■ **TASK MATERIAL**:
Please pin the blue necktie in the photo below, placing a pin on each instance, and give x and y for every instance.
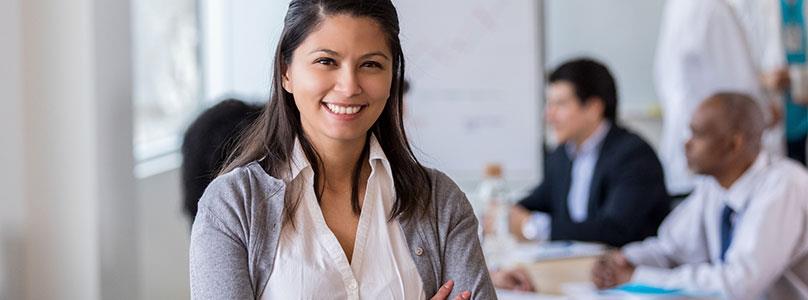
(726, 229)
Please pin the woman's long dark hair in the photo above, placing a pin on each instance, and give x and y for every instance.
(273, 135)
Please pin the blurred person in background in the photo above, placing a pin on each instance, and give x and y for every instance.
(776, 31)
(206, 145)
(324, 185)
(702, 50)
(742, 232)
(602, 184)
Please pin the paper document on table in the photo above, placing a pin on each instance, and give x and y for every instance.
(514, 295)
(641, 291)
(566, 249)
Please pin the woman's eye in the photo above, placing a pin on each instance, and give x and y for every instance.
(372, 64)
(325, 61)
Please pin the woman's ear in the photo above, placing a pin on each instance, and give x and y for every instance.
(286, 83)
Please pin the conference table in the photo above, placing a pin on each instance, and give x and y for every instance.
(560, 270)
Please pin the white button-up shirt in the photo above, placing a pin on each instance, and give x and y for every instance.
(584, 159)
(310, 263)
(701, 51)
(768, 253)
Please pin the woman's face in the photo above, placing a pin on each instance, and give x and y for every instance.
(340, 77)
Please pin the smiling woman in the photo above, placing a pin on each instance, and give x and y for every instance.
(324, 186)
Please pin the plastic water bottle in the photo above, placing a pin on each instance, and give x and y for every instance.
(495, 206)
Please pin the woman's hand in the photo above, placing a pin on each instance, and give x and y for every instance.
(446, 289)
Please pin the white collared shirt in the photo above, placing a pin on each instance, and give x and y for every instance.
(768, 253)
(310, 263)
(584, 159)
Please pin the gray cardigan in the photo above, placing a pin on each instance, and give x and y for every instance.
(235, 237)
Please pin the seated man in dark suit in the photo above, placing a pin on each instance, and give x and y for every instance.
(602, 183)
(206, 145)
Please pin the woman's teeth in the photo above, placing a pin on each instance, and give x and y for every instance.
(343, 110)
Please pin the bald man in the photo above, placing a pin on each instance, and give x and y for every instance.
(743, 233)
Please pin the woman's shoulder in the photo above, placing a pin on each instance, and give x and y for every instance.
(240, 190)
(447, 197)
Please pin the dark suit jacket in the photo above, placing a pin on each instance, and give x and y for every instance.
(627, 198)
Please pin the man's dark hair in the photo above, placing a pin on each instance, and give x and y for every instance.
(207, 144)
(590, 79)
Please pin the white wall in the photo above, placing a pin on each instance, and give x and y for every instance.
(67, 156)
(163, 238)
(239, 39)
(11, 135)
(621, 33)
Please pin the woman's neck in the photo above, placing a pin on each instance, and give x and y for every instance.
(338, 159)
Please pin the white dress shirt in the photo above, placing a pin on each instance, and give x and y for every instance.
(701, 51)
(584, 159)
(310, 263)
(768, 253)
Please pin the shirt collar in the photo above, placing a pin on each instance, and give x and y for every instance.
(300, 163)
(592, 143)
(739, 194)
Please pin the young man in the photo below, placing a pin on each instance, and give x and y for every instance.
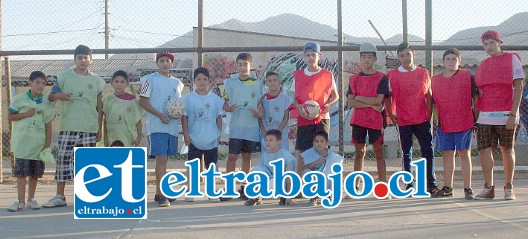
(242, 94)
(80, 92)
(452, 91)
(411, 90)
(317, 84)
(158, 88)
(366, 93)
(500, 80)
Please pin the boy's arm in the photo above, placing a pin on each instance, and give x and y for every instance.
(145, 104)
(139, 129)
(518, 85)
(11, 116)
(185, 129)
(48, 135)
(100, 116)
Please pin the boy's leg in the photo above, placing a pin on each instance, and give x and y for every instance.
(425, 139)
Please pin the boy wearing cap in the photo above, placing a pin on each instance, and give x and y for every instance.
(411, 90)
(500, 80)
(242, 94)
(317, 84)
(80, 92)
(157, 89)
(452, 92)
(366, 92)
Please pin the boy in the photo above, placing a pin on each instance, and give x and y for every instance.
(411, 90)
(31, 115)
(242, 94)
(312, 83)
(452, 92)
(276, 107)
(122, 114)
(158, 88)
(80, 92)
(273, 152)
(202, 121)
(500, 80)
(366, 92)
(320, 158)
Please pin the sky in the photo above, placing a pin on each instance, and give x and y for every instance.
(63, 24)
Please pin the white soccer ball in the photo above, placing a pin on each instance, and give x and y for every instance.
(175, 108)
(311, 109)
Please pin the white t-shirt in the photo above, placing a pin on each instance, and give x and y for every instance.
(334, 85)
(501, 117)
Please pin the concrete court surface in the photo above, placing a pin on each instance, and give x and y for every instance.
(366, 218)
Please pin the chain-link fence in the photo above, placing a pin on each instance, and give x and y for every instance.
(273, 31)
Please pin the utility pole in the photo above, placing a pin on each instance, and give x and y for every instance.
(107, 30)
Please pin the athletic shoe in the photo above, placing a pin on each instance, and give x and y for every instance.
(486, 194)
(57, 201)
(32, 203)
(214, 200)
(444, 192)
(508, 193)
(468, 193)
(255, 201)
(163, 201)
(17, 206)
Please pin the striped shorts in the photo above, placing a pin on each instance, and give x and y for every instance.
(65, 161)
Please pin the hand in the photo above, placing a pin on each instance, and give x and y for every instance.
(30, 112)
(64, 96)
(231, 108)
(164, 119)
(99, 136)
(510, 124)
(137, 141)
(378, 108)
(326, 108)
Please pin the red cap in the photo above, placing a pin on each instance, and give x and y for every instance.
(167, 54)
(489, 34)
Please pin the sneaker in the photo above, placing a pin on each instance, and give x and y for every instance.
(444, 192)
(508, 193)
(214, 200)
(486, 194)
(163, 201)
(252, 202)
(242, 193)
(468, 193)
(156, 198)
(313, 202)
(17, 206)
(32, 203)
(57, 201)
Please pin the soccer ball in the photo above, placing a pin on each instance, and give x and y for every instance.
(175, 108)
(311, 109)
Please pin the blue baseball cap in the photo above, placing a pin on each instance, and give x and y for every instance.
(313, 46)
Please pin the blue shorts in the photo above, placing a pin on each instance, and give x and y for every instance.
(454, 141)
(161, 144)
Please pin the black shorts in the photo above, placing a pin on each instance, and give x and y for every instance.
(306, 133)
(359, 135)
(237, 146)
(210, 156)
(29, 168)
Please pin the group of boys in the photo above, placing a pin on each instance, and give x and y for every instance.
(487, 103)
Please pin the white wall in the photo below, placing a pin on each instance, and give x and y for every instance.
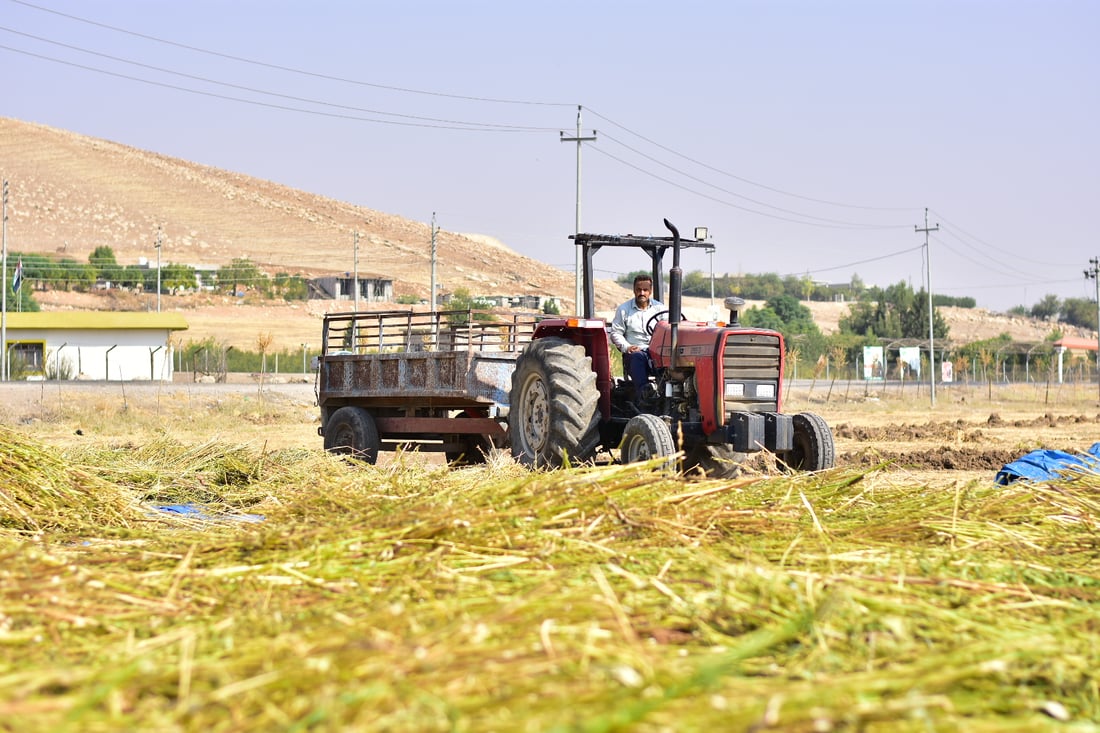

■ **TASK BRIEF**:
Copy every line of the records above word for word, omitting the pictures.

■ **TASK ANSWER**:
Please pin the blue necktie in the photo below, placing a pin on each instance, and give x and y for every instance.
(726, 229)
Please pin the woman's long dark hair in the photo above, placing a pin on each instance, and give x and y for every instance.
(273, 135)
Please pin the blurred person in background in the photo above, placing a pin on each instance, and give x and y for every instance.
(776, 31)
(206, 145)
(324, 185)
(702, 50)
(742, 232)
(602, 184)
Please pin the paper document on table in the photo above, placing a pin on each instance, and give x and y for every instance.
(514, 295)
(641, 291)
(566, 249)
Please pin the woman's eye in the photo above, placing a pin on each instance, and give x and y for every instance.
(372, 64)
(325, 61)
Please pin the woman's ear in the photo above, placing a pin on each instance, and give x and y for every instance.
(286, 83)
Please pin the conference table in the photo above, placing a pin on each instance, and give x and y for every instance.
(560, 270)
Please pin the white button-up shirt in the photo above, placing a pin on each instance, and give x and y for every instance.
(584, 159)
(310, 263)
(701, 51)
(768, 253)
Please pin the woman's face in the photo above, placing a pin on each instance, and give x and y for every instance.
(340, 77)
Please pin the smiling woman in the photo above, placing a pin on each instance, and give x and y for every instance.
(324, 186)
Please pin the plastic water bottle in the photo above, placing a pin on each instance, and give x and y for every instance.
(495, 206)
Please pin the woman's hand in the photo above, placing a pin on each instance, and give x and y for every instance.
(446, 289)
Please pin the white collared shirt in the photo above, placing a pin on each instance, and give x and y for every instance.
(768, 253)
(310, 263)
(584, 159)
Please pin the gray cardigan in the photo above, placing a pin on each instance, and give x and y for every instance.
(235, 237)
Please pin the seated man in dark suit in the photo above, placing a pin on each instance, and give x and y for every instance.
(602, 183)
(206, 145)
Please pin the woman's teeth in the photo above, placing a pin on each instance, and give x and y for every instance.
(343, 110)
Please pin the bald man in the photo above, placing a pin on each instance, and give x and y for every instance.
(743, 233)
Please pin the woman's shoulder in the photo above, placing a pin on each instance, and give x and y for every instance.
(240, 190)
(447, 197)
Please pin the dark suit jacket in the photo above, placing a pin on each instance, and give x and y for every instance.
(627, 198)
Please pin the man's dark hair in the photo above, placing a pin on each instance, and give x and y for every instance.
(207, 144)
(590, 79)
Please pin the white wall in the photo above, placing a pin on each instance, and give x and y for every instance.
(67, 156)
(163, 238)
(239, 39)
(11, 135)
(621, 33)
Please pin the woman's neck in the photo above, placing a pin on each instance, and give x and y for every instance.
(338, 159)
Please pin the white dress shirt in the photo above, placing a pin on each instance, and give x and y for every instance.
(701, 51)
(584, 159)
(310, 263)
(768, 253)
Please pin the shirt collar in the photo above, placing a pin on each instance, and give x and y for every instance.
(300, 163)
(592, 143)
(739, 194)
Please pin the young man in the photo below, placing a pin on each instance, and give x and y for every instance.
(242, 94)
(80, 92)
(452, 91)
(411, 90)
(317, 84)
(158, 88)
(366, 93)
(500, 80)
Please pin the boy's arm in the photo above, placing a pin on each instance, and give x and y for every instance.
(145, 104)
(139, 129)
(518, 85)
(11, 116)
(185, 129)
(48, 135)
(100, 116)
Please pin the boy's leg in the photo above, placing a pin on each instance, and give x and y for every instance.
(425, 139)
Please pin the boy wearing cap in the photo above, placing a pin on each instance, and give x and y for every instance.
(411, 90)
(500, 80)
(242, 94)
(317, 84)
(80, 92)
(157, 89)
(452, 92)
(366, 92)
Please pin the boy in the photo above, placing a pin on each instance, and give x and y for every instance.
(411, 90)
(31, 115)
(242, 94)
(312, 83)
(452, 92)
(276, 107)
(122, 114)
(158, 88)
(80, 92)
(273, 152)
(202, 121)
(500, 80)
(366, 92)
(320, 158)
Please pin the sky in the photo above, placing a pin on each instance, and give x and y for every instance.
(63, 24)
Please pin the white soccer ball in the photo above, placing a pin on each instance, and give x and y for every instance.
(175, 108)
(311, 109)
Please pin the white t-shirt in the photo above, placing a pin on each instance, and give x and y for every instance.
(334, 85)
(501, 117)
Please pin the concrete court surface in the photo above, placing a pin on each instance, and give x and y for every instance.
(366, 218)
Please pin the chain-link fence in the photo above, placing a pin on each instance, and give x and y for every instance.
(273, 31)
Please pin the utility pole in the photo above, placing a pin on each instance, and give x and y for every instance.
(107, 30)
Please pin the athletic shoe in the photo above, placing a pin on each instance, and give x and y for every instance.
(486, 194)
(57, 201)
(32, 203)
(214, 200)
(444, 192)
(508, 193)
(468, 193)
(255, 201)
(163, 201)
(17, 206)
Please pin the striped shorts in the photo above, placing a pin on each instance, and give x and y for every instance.
(65, 161)
Please pin the hand in the photo above, placing a pin on each instance, and give x and y for every instance.
(30, 112)
(64, 96)
(231, 108)
(164, 119)
(99, 136)
(510, 124)
(137, 141)
(378, 108)
(326, 108)
Please pin the red cap in the photo above, placing a pin on each instance, and give x and y for every instance.
(167, 54)
(489, 34)
Please pin the sneaker in the photo above, placing a pin on each instance, and give x and y for every instance.
(444, 192)
(508, 193)
(214, 200)
(486, 194)
(163, 201)
(252, 202)
(242, 193)
(468, 193)
(156, 198)
(313, 202)
(17, 206)
(32, 203)
(57, 201)
Please pin the soccer ball in the photo above, placing a pin on each instance, and give x and y for every instance.
(175, 108)
(311, 109)
Please pin the blue baseball cap in the photo above, placing a pin on each instance, and give x and y for every instance.
(313, 46)
Please pin the blue shorts in the photo above, placing a pin on each instance, and give x and y for every instance.
(454, 141)
(161, 144)
Please pin the black shorts in the photo above, placing a pin on each instance, and give x and y for every instance.
(306, 133)
(359, 135)
(237, 146)
(210, 156)
(29, 168)
Please pin the group of boys in the photo above, placing a pin on each instance, and give x and y for every instance.
(487, 103)
Please pin the white wall in the photo below, placing a pin on each instance, and give x and y for every instance.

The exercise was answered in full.